### Work to be completed:
Report every line of the records below that contains the word "white".

### Material to process:
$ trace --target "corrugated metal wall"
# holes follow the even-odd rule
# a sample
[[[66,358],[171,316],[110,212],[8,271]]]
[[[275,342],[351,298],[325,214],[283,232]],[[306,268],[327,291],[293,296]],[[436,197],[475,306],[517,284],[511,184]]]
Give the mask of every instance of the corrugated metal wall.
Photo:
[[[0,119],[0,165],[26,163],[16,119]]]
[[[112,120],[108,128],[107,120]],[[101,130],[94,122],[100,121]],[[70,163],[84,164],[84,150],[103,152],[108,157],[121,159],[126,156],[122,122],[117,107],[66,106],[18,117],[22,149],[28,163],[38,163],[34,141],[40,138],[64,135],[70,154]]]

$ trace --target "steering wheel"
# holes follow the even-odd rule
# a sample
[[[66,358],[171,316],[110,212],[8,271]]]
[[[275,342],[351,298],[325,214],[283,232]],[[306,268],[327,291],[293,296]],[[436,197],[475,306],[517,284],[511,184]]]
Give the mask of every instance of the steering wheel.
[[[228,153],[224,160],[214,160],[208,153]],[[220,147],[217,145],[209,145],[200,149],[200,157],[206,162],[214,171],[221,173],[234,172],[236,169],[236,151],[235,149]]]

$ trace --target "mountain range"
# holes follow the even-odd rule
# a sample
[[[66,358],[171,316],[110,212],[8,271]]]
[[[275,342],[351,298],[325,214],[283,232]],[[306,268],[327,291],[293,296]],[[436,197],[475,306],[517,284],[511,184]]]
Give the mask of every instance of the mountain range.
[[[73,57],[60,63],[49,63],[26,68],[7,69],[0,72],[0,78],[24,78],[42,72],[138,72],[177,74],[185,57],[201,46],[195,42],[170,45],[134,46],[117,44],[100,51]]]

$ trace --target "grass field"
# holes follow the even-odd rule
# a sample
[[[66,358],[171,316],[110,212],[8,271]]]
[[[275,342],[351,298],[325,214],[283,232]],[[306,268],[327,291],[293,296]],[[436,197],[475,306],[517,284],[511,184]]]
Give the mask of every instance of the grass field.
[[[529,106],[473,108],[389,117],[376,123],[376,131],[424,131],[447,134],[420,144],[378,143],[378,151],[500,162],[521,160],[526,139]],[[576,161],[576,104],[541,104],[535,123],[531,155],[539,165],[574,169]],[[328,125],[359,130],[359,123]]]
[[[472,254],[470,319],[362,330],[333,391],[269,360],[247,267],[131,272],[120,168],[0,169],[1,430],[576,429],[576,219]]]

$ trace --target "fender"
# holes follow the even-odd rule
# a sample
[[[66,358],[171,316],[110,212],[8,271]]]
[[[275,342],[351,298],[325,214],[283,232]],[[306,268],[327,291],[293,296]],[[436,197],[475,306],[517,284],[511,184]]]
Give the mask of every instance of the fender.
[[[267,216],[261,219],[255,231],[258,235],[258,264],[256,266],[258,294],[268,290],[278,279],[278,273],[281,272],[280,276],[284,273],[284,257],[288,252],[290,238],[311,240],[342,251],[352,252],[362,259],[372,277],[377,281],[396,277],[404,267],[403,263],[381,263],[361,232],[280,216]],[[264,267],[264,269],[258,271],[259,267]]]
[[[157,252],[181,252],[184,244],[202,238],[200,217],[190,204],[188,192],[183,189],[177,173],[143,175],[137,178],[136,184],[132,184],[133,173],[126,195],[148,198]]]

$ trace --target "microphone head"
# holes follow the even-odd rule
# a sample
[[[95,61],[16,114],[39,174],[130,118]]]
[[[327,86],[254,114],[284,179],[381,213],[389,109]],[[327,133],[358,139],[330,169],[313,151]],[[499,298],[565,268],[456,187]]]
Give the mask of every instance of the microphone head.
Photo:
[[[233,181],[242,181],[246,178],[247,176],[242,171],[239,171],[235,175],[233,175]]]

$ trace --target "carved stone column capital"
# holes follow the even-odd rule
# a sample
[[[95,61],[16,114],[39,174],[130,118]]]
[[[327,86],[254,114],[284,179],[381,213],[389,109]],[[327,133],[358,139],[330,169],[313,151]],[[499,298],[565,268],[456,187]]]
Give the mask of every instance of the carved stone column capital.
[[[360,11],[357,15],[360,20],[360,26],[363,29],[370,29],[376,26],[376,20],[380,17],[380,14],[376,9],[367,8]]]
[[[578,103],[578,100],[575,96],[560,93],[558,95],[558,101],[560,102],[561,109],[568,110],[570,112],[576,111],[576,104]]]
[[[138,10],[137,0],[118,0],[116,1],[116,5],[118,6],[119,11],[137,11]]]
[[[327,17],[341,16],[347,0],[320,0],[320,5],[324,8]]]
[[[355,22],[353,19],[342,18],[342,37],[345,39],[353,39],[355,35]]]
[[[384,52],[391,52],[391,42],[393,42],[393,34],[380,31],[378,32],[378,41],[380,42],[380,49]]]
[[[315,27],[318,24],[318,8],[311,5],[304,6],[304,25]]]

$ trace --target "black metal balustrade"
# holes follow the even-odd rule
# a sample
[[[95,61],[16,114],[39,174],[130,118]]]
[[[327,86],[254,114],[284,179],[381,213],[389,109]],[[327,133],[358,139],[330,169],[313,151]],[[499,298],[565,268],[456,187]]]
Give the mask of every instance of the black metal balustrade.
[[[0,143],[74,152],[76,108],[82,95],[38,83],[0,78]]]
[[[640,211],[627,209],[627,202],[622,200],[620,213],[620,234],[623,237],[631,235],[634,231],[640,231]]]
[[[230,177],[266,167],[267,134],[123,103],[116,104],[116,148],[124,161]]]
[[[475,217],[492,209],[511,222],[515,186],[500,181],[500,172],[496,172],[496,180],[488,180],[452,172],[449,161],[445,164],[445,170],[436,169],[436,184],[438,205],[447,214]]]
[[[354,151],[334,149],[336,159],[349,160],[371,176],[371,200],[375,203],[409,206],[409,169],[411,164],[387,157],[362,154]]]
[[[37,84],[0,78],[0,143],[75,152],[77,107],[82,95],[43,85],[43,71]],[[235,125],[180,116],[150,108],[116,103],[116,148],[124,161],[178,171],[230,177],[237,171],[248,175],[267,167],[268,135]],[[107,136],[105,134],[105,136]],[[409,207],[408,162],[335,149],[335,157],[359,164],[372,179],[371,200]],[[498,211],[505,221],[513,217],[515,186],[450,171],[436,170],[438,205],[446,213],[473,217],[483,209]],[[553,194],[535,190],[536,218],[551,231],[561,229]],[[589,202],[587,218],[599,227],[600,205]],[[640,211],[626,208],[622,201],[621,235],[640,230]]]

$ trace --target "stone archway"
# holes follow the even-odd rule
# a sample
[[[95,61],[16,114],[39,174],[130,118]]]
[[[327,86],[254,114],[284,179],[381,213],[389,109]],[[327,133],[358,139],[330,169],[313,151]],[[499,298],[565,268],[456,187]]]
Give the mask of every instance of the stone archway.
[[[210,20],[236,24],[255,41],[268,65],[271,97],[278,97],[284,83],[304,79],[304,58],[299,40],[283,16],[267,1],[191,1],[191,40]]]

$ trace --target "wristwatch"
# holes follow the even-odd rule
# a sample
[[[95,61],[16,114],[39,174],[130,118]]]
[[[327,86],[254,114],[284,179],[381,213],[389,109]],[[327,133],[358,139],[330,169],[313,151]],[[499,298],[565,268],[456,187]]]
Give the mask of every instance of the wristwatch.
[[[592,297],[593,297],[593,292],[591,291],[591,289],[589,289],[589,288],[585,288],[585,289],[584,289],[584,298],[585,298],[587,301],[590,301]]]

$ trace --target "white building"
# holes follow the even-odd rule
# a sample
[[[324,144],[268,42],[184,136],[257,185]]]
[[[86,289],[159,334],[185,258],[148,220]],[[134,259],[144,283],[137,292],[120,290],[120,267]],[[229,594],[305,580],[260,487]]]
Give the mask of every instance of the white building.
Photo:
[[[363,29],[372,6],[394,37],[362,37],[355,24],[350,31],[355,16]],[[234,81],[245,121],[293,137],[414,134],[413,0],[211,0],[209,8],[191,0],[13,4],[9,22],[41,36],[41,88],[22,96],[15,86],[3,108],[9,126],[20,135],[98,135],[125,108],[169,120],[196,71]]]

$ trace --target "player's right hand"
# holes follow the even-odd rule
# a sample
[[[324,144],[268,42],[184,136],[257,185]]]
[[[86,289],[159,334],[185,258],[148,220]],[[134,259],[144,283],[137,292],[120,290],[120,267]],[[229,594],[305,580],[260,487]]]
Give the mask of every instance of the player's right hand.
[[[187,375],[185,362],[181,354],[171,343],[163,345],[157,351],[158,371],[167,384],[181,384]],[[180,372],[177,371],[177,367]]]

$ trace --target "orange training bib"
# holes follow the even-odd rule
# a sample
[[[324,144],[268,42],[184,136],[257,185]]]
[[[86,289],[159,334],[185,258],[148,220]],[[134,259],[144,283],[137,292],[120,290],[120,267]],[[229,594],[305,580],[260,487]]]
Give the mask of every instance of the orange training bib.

### Exercise response:
$ trace --target "white building"
Give the mask of every instance of the white building.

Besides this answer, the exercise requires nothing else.